There are many other problems with the procedures used in the DM testing garage. For example, fairness repeatedly emerges as an important other foundation of morality, not reducible to harm, but these unexpected moral “emissions” do not seem to be fully reported. We describe these problems in detail in a separate blog post. But the core problem running through all the studies is the same: no MFT-disconfirming evidence is provided for the strong hypothesis that all morality reduces to harm, despite the authors’ claims to the contrary.

What now?

* **SUPPLIED RECORDS**:
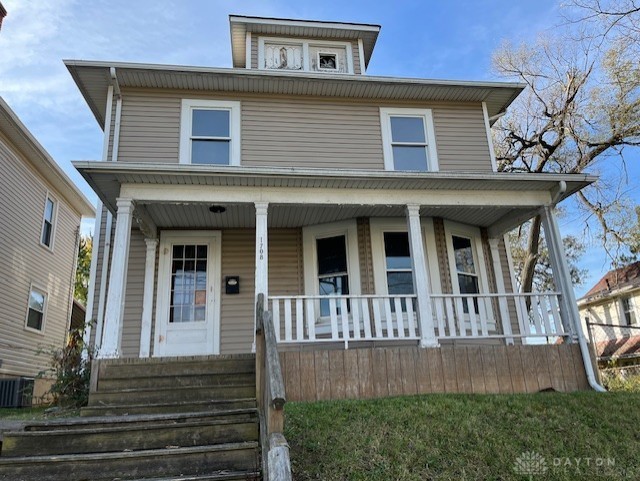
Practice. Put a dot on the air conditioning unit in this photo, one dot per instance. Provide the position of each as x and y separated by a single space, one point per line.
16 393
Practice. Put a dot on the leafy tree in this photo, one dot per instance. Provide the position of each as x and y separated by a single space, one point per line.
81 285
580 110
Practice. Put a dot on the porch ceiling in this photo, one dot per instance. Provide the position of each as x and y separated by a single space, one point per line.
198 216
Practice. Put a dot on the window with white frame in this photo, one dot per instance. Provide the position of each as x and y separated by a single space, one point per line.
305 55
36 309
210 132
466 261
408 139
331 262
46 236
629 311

* **SET OF TASKS**:
1 – Reproduce word for word everything in the passage on moral foundations theory from "There are many" down to "to the contrary.".
2 – In the passage on moral foundations theory, what repeatedly emerges as an important other foundation of morality that is not reducible to harm?

* **SET OF ANSWERS**:
1 –
There are many other problems with the procedures used in the DM testing garage. For example, fairness repeatedly emerges as an important other foundation of morality, not reducible to harm, but these unexpected moral “emissions” do not seem to be fully reported. We describe these problems in detail in a separate blog post. But the core problem running through all the studies is the same: no MFT-disconfirming evidence is provided for the strong hypothesis that all morality reduces to harm, despite the authors’ claims to the contrary.

2 – Fairness.